======== Document text ========

[naemon-users] unsubscribe
Paul M Dubuc
work at paul.dubuc.org
Tue Sep 6 00:15:29 CEST 2022
On 9/5/22 10:53 AM, Steve Traylen wrote:
> Hi,
>
> Been running a naemon/thruk instance since a few years now.
>
> As of the last 2 or 3 days my instance is now creating notifications
> for services and hosts that are in scheduled downtime.
>
> Not obvious that I have changed something.
>
> Logs are confusing however since they are perfect and do not
> demonstrate the problem.
>
> # A downtime was entered from 1 second ago to 1 year later.

========

- Exercise directions: Rewrite the mailing list message about notifications during scheduled downtime from "[naemon-users] unsubscribe" to "few years now.", putting "server" in place of "instance". The rows are not needed here.

======== Excerpted data ========

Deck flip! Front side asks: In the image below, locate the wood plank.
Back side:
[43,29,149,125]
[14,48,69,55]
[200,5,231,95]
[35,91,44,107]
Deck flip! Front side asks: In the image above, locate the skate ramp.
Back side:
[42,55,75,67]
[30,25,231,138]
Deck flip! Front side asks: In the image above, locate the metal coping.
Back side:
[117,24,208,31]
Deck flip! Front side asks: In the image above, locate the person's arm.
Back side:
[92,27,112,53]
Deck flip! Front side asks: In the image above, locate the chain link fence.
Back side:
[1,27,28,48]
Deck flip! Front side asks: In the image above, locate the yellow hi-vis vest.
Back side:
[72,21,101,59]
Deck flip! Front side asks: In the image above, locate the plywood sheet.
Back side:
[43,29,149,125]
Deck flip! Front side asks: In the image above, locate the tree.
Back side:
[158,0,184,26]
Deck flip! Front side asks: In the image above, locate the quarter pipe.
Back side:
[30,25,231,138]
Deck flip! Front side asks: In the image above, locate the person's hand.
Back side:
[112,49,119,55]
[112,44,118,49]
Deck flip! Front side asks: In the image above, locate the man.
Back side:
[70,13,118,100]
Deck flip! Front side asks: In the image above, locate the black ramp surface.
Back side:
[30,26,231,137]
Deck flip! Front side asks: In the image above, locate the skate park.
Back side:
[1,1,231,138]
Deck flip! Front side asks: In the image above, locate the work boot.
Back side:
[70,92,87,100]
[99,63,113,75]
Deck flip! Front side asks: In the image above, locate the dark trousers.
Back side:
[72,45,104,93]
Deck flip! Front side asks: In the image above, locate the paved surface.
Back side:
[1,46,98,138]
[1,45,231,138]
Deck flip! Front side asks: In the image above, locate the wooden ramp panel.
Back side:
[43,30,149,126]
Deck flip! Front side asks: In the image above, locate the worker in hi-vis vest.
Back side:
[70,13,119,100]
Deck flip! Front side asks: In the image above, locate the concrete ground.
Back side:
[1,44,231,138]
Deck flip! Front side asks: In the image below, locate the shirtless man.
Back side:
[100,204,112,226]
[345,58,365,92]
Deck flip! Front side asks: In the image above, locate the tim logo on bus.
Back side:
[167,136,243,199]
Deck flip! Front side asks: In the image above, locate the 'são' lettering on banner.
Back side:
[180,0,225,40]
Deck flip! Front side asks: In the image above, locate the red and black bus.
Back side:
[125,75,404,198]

========

- Reply to the exercise:
[naemon-users] unsubscribe
Paul M Dubuc
work at paul.dubuc.org
Tue Sep 6 00:15:29 CEST 2022
On 9/5/22 10:53 AM, Steve Traylen wrote:
> Hi,
>
> Been running a naemon/thruk server since a few years now.